Identify each line in the listing below that contains the string "building" and copy each one in full. The match is case-sensitive.

=====

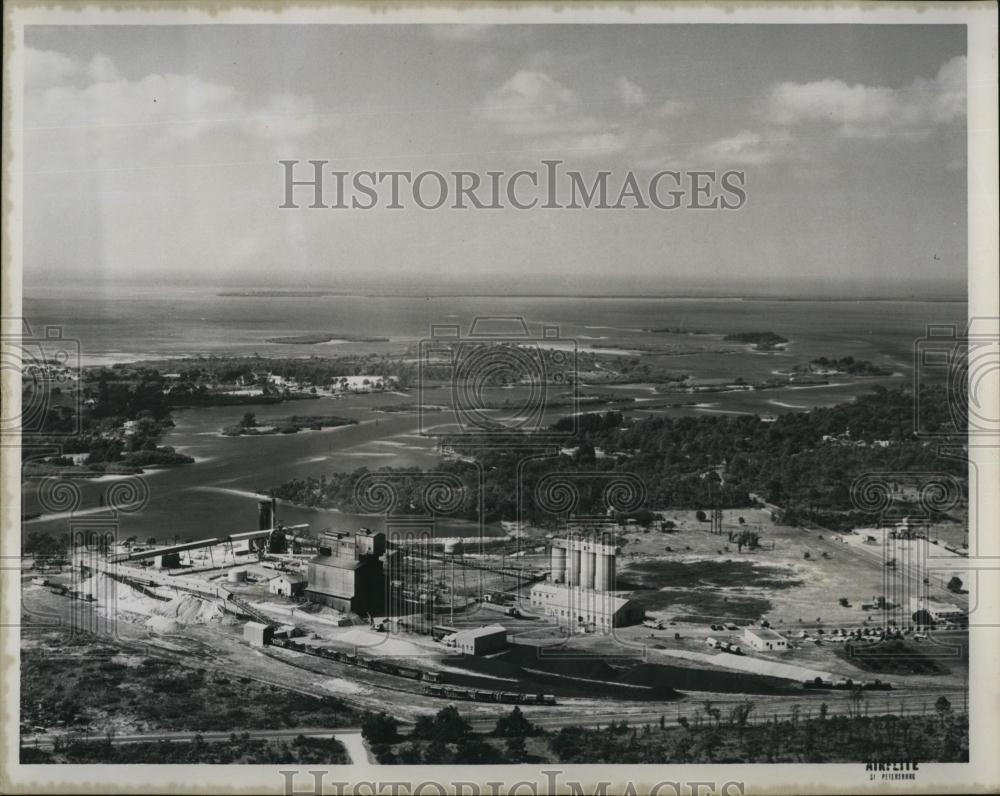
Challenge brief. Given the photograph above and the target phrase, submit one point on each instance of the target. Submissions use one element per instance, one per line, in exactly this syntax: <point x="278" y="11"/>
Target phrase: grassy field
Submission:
<point x="239" y="749"/>
<point x="78" y="682"/>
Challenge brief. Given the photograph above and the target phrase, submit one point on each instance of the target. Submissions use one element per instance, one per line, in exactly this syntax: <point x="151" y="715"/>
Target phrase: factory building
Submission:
<point x="287" y="584"/>
<point x="583" y="563"/>
<point x="481" y="640"/>
<point x="348" y="573"/>
<point x="167" y="561"/>
<point x="258" y="634"/>
<point x="928" y="613"/>
<point x="576" y="606"/>
<point x="763" y="639"/>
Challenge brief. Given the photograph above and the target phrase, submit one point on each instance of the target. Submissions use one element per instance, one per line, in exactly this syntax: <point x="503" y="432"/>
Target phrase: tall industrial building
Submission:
<point x="348" y="573"/>
<point x="581" y="585"/>
<point x="583" y="563"/>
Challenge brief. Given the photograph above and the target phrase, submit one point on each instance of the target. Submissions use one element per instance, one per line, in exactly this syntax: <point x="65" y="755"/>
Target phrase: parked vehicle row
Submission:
<point x="375" y="664"/>
<point x="507" y="697"/>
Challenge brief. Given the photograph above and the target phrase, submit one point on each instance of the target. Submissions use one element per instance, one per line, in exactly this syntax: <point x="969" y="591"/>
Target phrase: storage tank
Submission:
<point x="557" y="561"/>
<point x="602" y="576"/>
<point x="587" y="565"/>
<point x="573" y="577"/>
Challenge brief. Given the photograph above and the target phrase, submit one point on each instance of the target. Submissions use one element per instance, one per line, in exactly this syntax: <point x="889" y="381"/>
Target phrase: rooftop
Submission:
<point x="764" y="633"/>
<point x="485" y="630"/>
<point x="292" y="577"/>
<point x="571" y="596"/>
<point x="336" y="561"/>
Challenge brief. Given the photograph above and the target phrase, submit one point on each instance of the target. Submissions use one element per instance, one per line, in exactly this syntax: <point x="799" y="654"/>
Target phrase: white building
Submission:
<point x="572" y="606"/>
<point x="936" y="611"/>
<point x="481" y="640"/>
<point x="763" y="639"/>
<point x="287" y="584"/>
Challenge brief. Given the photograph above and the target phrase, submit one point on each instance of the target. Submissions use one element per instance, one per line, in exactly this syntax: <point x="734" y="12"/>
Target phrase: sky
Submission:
<point x="151" y="156"/>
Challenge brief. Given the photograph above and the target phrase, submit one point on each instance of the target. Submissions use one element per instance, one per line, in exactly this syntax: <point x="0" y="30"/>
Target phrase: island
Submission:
<point x="326" y="337"/>
<point x="248" y="425"/>
<point x="761" y="341"/>
<point x="845" y="366"/>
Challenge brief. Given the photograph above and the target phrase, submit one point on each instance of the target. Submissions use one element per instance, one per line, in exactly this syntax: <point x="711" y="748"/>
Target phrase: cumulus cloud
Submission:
<point x="671" y="108"/>
<point x="746" y="148"/>
<point x="860" y="111"/>
<point x="548" y="117"/>
<point x="531" y="103"/>
<point x="629" y="93"/>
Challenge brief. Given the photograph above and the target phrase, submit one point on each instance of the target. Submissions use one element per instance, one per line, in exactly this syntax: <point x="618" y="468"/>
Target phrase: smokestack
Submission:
<point x="266" y="511"/>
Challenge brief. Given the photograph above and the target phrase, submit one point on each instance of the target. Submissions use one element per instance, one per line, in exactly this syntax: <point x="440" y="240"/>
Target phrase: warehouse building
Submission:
<point x="481" y="640"/>
<point x="575" y="606"/>
<point x="763" y="639"/>
<point x="258" y="634"/>
<point x="287" y="584"/>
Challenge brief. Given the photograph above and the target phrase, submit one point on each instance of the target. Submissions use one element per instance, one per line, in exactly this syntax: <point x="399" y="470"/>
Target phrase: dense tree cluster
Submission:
<point x="803" y="462"/>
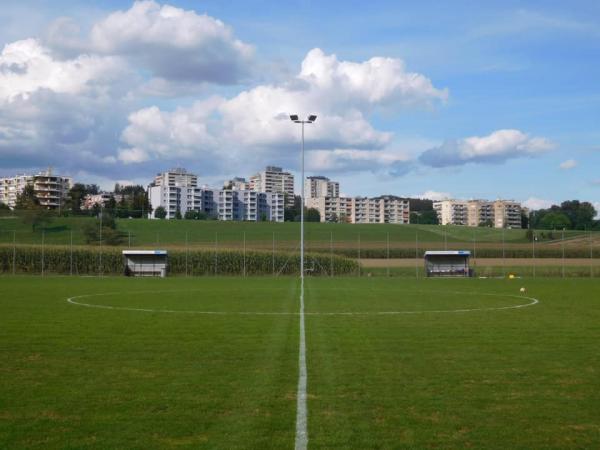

=====

# REPLY
Target phrase: factory building
Target phrase: tall industrial building
Target phrase: white building
Target phrase: warehouse building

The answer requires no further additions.